▶ SET TASK
Starting with the line containing "of the hillside" and going on through the end of the entries, write every line out again, requests included. Scale each coordinate in the answers by 0.6 and round to a whole number, with halves rounded up.
------------------------
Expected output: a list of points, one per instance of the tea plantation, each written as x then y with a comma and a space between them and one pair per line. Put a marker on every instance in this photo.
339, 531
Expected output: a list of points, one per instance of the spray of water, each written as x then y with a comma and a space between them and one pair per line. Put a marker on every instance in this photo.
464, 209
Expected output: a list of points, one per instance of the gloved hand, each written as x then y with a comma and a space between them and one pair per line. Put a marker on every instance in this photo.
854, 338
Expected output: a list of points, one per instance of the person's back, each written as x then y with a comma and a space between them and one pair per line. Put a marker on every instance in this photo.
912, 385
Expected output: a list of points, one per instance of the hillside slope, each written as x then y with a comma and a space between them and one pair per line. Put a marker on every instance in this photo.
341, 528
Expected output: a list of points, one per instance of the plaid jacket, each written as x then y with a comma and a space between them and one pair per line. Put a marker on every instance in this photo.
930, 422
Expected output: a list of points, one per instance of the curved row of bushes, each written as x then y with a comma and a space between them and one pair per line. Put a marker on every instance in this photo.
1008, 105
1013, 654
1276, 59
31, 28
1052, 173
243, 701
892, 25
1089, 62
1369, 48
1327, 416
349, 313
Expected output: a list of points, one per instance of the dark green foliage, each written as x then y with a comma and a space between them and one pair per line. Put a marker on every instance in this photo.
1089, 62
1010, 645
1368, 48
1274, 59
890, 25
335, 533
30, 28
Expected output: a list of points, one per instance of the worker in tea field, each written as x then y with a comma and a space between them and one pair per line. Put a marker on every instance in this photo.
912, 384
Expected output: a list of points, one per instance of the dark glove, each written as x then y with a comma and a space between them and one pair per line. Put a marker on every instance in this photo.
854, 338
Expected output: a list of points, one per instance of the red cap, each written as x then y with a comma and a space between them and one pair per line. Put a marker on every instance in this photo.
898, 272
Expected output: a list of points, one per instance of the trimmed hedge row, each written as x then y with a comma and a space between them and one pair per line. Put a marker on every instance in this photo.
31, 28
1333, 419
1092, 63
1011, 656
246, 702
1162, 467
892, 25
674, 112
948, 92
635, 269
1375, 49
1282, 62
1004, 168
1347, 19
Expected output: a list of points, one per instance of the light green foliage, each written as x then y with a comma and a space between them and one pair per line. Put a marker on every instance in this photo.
------------------------
▶ RESPONSE
Expected output: a list of points, one per instance of the hillside slope, each written as x then y with a comma and a space between them and one pair per line. Put a marker on every instance in this photo.
205, 317
Expected output: a list of points, one per instance of the plaid jacket, each written as x then y with a comma and a space between them and one pair per line. Put a marker on every instance in this photo.
558, 253
Expected output: a list of points, one per instance of the curved row of bushes, each written as x then y with a comma and a space between them and one pair per line. Put a marker on every instance in this photo.
605, 63
608, 392
766, 35
19, 17
631, 104
146, 421
535, 15
653, 37
821, 29
796, 250
209, 188
Expected output: a list of points, one per instance of the dark green foliage, each written as x then y with a comma and a space between them and one pair per line. Put a marker on every instance in this photo.
653, 37
606, 387
821, 29
764, 35
534, 15
201, 320
18, 17
Expected output: a list of points, one per instance of the worker in tea field, each written as x then y with a comma and a space between them and one pair per line. Put a marker on every instance in this photo.
547, 230
Expected output: a list of points, one per instance of the dark glove, each written as x then y with a comma and a space between them and one pair per line. Put a marker on every instance in this photo.
512, 203
Expected output: a list of points, one per instance of the red cap, each written as x then y with a comma and a space between them and one pair per line. Put a marker on every instance in this photo.
539, 163
Expected output: a list of points, one per instance of the trimmed hedge row, each written as x then y with a comma and a space between them and one pair per line. Put a marker on every instance in this photo.
19, 17
800, 251
655, 38
607, 394
148, 421
697, 280
535, 15
404, 67
569, 55
381, 161
825, 29
769, 37
602, 101
808, 11
Expected output: a list of points, one per instance of the light green foliage, each written as x then y with a comma and a space between them and one pair per line. Put a marker on every instance in this photo.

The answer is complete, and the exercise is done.